▸ **What this task involves**:
Format every line of the records below as a JSON list of strings, one string per line, leaving out blank lines.
────────────────────────────────────────
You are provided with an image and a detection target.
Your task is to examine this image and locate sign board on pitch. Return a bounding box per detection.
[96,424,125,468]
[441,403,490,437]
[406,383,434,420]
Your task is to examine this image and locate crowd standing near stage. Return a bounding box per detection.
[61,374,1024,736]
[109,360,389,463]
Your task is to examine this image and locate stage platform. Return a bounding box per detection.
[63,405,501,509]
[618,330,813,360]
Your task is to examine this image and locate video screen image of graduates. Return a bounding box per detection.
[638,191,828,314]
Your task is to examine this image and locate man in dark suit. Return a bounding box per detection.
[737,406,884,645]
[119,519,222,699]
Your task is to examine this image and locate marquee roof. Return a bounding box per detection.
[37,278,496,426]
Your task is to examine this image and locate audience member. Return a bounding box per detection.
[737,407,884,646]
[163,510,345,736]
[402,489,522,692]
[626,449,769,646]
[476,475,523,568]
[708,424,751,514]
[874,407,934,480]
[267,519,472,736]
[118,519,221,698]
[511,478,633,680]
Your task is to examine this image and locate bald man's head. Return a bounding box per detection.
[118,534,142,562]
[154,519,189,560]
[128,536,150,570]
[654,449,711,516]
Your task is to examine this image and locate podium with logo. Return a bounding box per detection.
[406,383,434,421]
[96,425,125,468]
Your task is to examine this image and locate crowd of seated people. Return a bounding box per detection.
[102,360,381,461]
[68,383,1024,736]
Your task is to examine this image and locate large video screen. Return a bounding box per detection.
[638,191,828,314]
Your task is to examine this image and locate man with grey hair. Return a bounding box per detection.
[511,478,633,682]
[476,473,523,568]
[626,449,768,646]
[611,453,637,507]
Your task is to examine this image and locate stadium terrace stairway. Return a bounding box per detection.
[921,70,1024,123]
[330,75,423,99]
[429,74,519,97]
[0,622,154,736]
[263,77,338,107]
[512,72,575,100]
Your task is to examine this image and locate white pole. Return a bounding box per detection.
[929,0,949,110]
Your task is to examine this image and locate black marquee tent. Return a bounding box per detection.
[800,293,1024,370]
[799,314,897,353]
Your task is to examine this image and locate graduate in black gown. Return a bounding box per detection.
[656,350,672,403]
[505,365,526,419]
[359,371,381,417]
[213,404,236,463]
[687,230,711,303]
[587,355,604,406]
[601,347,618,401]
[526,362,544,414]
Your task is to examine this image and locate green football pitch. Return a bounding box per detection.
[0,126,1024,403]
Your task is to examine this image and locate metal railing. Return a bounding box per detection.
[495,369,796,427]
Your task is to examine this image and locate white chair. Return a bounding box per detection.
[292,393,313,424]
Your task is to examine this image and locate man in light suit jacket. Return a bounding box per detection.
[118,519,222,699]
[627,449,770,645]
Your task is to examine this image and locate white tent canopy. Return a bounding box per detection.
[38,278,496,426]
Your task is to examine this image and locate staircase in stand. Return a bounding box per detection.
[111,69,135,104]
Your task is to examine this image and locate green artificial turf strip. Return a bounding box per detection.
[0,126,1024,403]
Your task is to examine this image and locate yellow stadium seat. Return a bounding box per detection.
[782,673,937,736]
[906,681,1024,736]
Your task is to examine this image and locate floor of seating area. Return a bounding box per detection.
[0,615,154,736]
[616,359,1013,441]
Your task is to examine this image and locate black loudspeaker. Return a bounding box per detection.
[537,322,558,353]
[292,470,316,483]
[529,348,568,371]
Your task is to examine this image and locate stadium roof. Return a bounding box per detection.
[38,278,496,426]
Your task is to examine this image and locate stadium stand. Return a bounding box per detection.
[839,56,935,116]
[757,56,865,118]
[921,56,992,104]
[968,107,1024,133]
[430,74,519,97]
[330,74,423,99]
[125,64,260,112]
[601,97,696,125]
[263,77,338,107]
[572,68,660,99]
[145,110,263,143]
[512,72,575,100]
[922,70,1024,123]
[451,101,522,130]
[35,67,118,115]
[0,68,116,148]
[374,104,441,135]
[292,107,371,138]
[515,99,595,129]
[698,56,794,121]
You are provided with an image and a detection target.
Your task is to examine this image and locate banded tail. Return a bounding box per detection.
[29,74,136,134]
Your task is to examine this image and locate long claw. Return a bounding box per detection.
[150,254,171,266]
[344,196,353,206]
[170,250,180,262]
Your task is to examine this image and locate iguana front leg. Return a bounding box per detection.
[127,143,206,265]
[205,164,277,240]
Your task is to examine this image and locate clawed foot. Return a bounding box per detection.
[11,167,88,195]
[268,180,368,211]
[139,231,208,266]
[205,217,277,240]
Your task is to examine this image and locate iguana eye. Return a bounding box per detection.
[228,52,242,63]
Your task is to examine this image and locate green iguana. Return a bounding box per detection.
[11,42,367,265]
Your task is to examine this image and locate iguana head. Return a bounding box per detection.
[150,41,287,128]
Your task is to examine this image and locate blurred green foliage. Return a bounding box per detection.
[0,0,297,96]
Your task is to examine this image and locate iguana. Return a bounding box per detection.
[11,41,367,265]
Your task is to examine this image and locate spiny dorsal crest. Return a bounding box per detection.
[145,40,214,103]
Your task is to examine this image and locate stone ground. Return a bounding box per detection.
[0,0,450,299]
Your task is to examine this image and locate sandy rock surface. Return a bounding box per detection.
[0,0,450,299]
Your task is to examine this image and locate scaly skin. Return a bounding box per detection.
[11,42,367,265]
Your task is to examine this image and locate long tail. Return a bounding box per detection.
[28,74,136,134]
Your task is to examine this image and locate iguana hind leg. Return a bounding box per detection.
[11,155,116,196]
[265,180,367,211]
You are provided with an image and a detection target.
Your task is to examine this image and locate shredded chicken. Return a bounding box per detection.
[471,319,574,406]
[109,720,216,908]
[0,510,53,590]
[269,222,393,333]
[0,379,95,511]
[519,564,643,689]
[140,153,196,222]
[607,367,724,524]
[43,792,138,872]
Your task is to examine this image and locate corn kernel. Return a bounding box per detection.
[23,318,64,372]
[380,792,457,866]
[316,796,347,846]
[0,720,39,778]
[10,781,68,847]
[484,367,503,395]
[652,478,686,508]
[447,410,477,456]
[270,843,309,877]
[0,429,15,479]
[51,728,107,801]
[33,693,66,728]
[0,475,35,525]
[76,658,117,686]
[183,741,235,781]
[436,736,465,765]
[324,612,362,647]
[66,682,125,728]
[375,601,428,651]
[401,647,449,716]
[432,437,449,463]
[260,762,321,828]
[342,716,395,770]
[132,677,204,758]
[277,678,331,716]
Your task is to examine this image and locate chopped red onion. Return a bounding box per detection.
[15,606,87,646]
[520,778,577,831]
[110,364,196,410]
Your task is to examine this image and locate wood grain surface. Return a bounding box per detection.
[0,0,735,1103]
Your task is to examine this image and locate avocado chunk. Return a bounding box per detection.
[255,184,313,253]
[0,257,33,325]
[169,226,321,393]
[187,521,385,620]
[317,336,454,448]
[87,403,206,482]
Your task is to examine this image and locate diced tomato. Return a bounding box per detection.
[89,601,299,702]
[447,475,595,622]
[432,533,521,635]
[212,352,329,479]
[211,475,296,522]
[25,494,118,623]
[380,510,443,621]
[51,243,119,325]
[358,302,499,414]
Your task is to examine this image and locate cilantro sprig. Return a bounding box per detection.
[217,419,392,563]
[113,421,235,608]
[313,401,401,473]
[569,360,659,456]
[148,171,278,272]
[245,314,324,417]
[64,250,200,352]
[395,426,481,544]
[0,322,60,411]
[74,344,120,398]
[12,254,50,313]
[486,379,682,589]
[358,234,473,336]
────────────────────────────────────────
▸ **Output of the exercise**:
[
  "You are provided with an image and a detection target.",
  "Your task is to examine this image and locate sign board on pitch. Return a bounding box per detection.",
  "[96,424,125,468]",
  "[441,403,490,437]",
  "[406,383,434,420]",
  "Your task is to examine this image and locate crowd standing near stage. Return a bounding box per detection.",
  "[61,374,1024,736]",
  "[109,360,389,463]",
  "Your task is to examine this image and locate stage platform. Return a bounding box per detection.",
  "[63,405,501,509]",
  "[618,330,813,360]",
  "Your task is to examine this image and locate video screen image of graduates. Return a bounding box per detection.",
  "[638,191,828,314]",
  "Your task is to examine this image and locate man in dark suit. Return a bounding box per detection.",
  "[737,406,884,645]",
  "[119,519,222,699]",
  "Your task is to examine this image and locate marquee roof. Return a bounding box per detection.",
  "[37,278,496,426]",
  "Your task is to examine this image and locate audience member. Return a bounding box per detection.",
  "[737,407,884,646]",
  "[163,510,345,736]",
  "[402,489,522,692]",
  "[626,449,769,646]",
  "[476,475,523,568]",
  "[708,424,751,514]",
  "[874,407,934,480]",
  "[267,519,472,736]",
  "[118,519,221,698]",
  "[511,478,633,680]",
  "Your task is to examine this image and locate bald man's head. Return a bounding box per detection.",
  "[118,534,142,562]",
  "[154,519,189,560]",
  "[128,536,150,570]",
  "[654,449,711,516]",
  "Your task is to examine this image and locate podium with logo. Return a bounding box per detection.",
  "[406,383,434,421]",
  "[96,425,125,468]",
  "Your task is to examine this image and locate crowd of seated people. Return a bounding box per detection.",
  "[102,360,381,461]",
  "[68,383,1024,736]",
  "Your task is to examine this image and locate large video screen. Return a bounding box per detection.",
  "[638,191,828,314]",
  "Your task is to examine this image and locate man with grey hair. Return a bounding box per detection.",
  "[511,478,633,682]",
  "[476,473,523,568]",
  "[626,449,768,646]",
  "[611,453,637,507]",
  "Your task is to examine this image and locate stadium terrace stairway. Return a bounding box per detection.",
  "[921,70,1024,123]",
  "[330,75,423,99]",
  "[429,74,519,97]",
  "[0,622,154,736]",
  "[263,77,338,107]",
  "[512,72,575,100]",
  "Your task is to examine this image and locate white pole. Return a bounding box per detection.",
  "[929,0,949,110]",
  "Your task is to examine this image and locate black marquee tent. Return a bounding box per detection.",
  "[800,293,1024,370]",
  "[799,314,897,353]",
  "Your task is to examine this image and locate graduate in black gown. Return a bounding box per detection.",
  "[656,350,672,403]",
  "[505,365,526,419]",
  "[359,371,381,417]",
  "[213,404,236,463]",
  "[687,230,711,303]",
  "[587,355,604,406]",
  "[601,347,618,401]",
  "[526,362,544,414]",
  "Your task is to examine this image and locate green football pitch. Return a bounding box per detection.",
  "[0,126,1024,403]",
  "Your task is to examine this image and locate metal railing. Return a bounding box per detection.",
  "[495,369,796,427]",
  "Your task is to examine this image and locate white chair. Return a bounding box per detection.",
  "[292,393,313,424]",
  "Your task is to examine this image and locate man in light suit jacket. Return a bounding box per detection.",
  "[118,519,222,699]",
  "[627,449,770,645]",
  "Your task is to examine this image and locate white tent canopy. Return a bounding box per detection.",
  "[38,278,496,426]",
  "Your task is to examine this image and locate staircase in stand. Return a bounding box per detection.",
  "[111,69,135,104]",
  "Your task is to examine this image and locate green artificial turf strip. Return a bounding box per detection.",
  "[0,126,1024,403]",
  "Your task is to examine this image and locate yellow stadium seat. Return a bounding box per detection.",
  "[782,673,937,736]",
  "[906,681,1024,736]",
  "Your task is to examine this image and locate floor of seating area. Return a bounding box per detection.",
  "[0,615,154,736]",
  "[616,359,1013,441]",
  "Your task is to examine this image and locate black loudspeaker. Return a bounding box per detection.",
  "[537,322,558,353]",
  "[292,470,316,483]",
  "[529,348,568,371]",
  "Your task is to examine this image and locate stadium roof. Return a bounding box per detection.",
  "[38,278,496,426]",
  "Your task is to examine this image and locate stadium stand. Return a bounding box per detection.",
  "[839,56,935,116]",
  "[757,56,865,118]",
  "[921,56,992,104]",
  "[968,107,1024,133]",
  "[430,74,519,97]",
  "[330,74,423,99]",
  "[125,64,260,112]",
  "[601,97,696,125]",
  "[263,77,338,107]",
  "[572,68,660,99]",
  "[145,110,263,143]",
  "[512,72,575,100]",
  "[922,70,1024,123]",
  "[451,101,522,130]",
  "[35,67,118,115]",
  "[0,68,116,148]",
  "[374,104,441,135]",
  "[292,107,371,138]",
  "[515,99,595,129]",
  "[698,56,794,121]",
  "You are provided with an image and a detection target.",
  "Your task is to examine this image and locate banded tail. Return a bounding box per detection.",
  "[29,74,136,134]",
  "Your task is to examine this image and locate long claw. Return a bounding box per detection.",
  "[150,254,171,266]",
  "[344,196,353,206]",
  "[170,250,180,262]",
  "Your task is to examine this image and locate iguana front leg. Return a bounding box per detection.",
  "[127,143,206,265]",
  "[205,164,277,240]",
  "Your task is to examine this image and locate clawed foot. Return a bounding box per detection.",
  "[11,167,88,195]",
  "[268,180,368,211]",
  "[139,231,208,266]",
  "[205,217,277,240]",
  "Your task is to examine this image and locate iguana eye. Return a bounding box per detection.",
  "[228,52,242,63]",
  "Your task is to examine this image and locate green iguana. Return a bounding box per detection.",
  "[11,42,367,265]",
  "Your task is to examine this image and locate iguana head. Return a bounding box per detection.",
  "[150,41,287,128]",
  "Your task is to examine this image and locate blurred green foliage. Return a bounding box per detection.",
  "[0,0,297,96]",
  "Your task is to examine this image and locate iguana. Return a bounding box per detection.",
  "[11,41,367,265]",
  "Your task is to examine this image and locate spiny dorsal crest. Return a bounding box per detection.",
  "[145,40,214,103]",
  "Your task is to examine this image and locate stone ground. Return a bounding box per detection.",
  "[0,0,450,299]",
  "Your task is to examine this image and locate sandy rock surface. Return a bounding box per detection.",
  "[0,0,450,299]",
  "Your task is to examine this image and locate scaly skin. Return a bounding box per detection.",
  "[11,42,367,265]",
  "Your task is to examine this image and locate long tail. Return a bounding box per detection.",
  "[28,74,136,134]",
  "Your task is to examine this image and locate iguana hind leg. Return a bounding box per detection.",
  "[11,155,116,196]",
  "[265,180,367,211]",
  "You are provided with an image and a detection target.",
  "Your task is to examine this image and locate shredded chicken. Return a bounding box per detection.",
  "[471,319,574,406]",
  "[109,720,216,908]",
  "[0,510,53,590]",
  "[269,222,393,333]",
  "[0,379,95,511]",
  "[519,564,643,689]",
  "[140,153,196,222]",
  "[607,367,724,524]",
  "[43,792,138,872]",
  "Your task is to examine this image and locate corn kernel. Return a bounding box per detection.",
  "[23,318,64,372]",
  "[380,792,457,866]",
  "[316,796,347,846]",
  "[0,720,39,778]",
  "[10,781,68,847]",
  "[484,367,503,395]",
  "[652,478,686,508]",
  "[447,410,477,456]",
  "[270,843,309,877]",
  "[0,429,15,479]",
  "[51,728,107,801]",
  "[33,693,66,728]",
  "[0,475,35,525]",
  "[76,658,117,686]",
  "[183,741,235,781]",
  "[436,736,465,765]",
  "[324,612,362,647]",
  "[66,682,125,728]",
  "[375,601,428,651]",
  "[401,647,449,716]",
  "[432,437,449,463]",
  "[260,762,321,828]",
  "[342,716,395,770]",
  "[132,677,204,758]",
  "[277,678,331,716]",
  "Your task is to examine this image and locate chopped red onion. Return a bounding box per detection.",
  "[15,606,87,646]",
  "[520,778,577,831]",
  "[110,364,196,410]",
  "Your task is to examine this image and locate wood grain surface. Return a bounding box per detection.",
  "[0,0,735,1103]",
  "Your task is to examine this image and locate avocado chunk. Return a bounding box per detection.",
  "[255,184,313,253]",
  "[0,257,33,325]",
  "[169,226,321,393]",
  "[187,521,385,620]",
  "[317,336,454,448]",
  "[87,403,206,482]",
  "Your task is to examine this image and locate diced tomato. Return a bounding box per detection.",
  "[89,601,299,702]",
  "[447,475,595,622]",
  "[432,533,521,635]",
  "[212,352,329,479]",
  "[211,475,296,522]",
  "[25,494,118,623]",
  "[380,510,443,621]",
  "[51,243,119,325]",
  "[358,302,499,414]",
  "Your task is to examine this image and locate cilantro sprig. Return a bounding box per detection.",
  "[217,419,392,563]",
  "[113,421,235,608]",
  "[313,401,401,473]",
  "[569,360,659,456]",
  "[148,171,278,272]",
  "[245,314,324,417]",
  "[64,250,200,352]",
  "[395,426,481,544]",
  "[0,322,60,411]",
  "[74,344,120,398]",
  "[12,254,50,313]",
  "[486,379,682,589]",
  "[358,234,473,336]"
]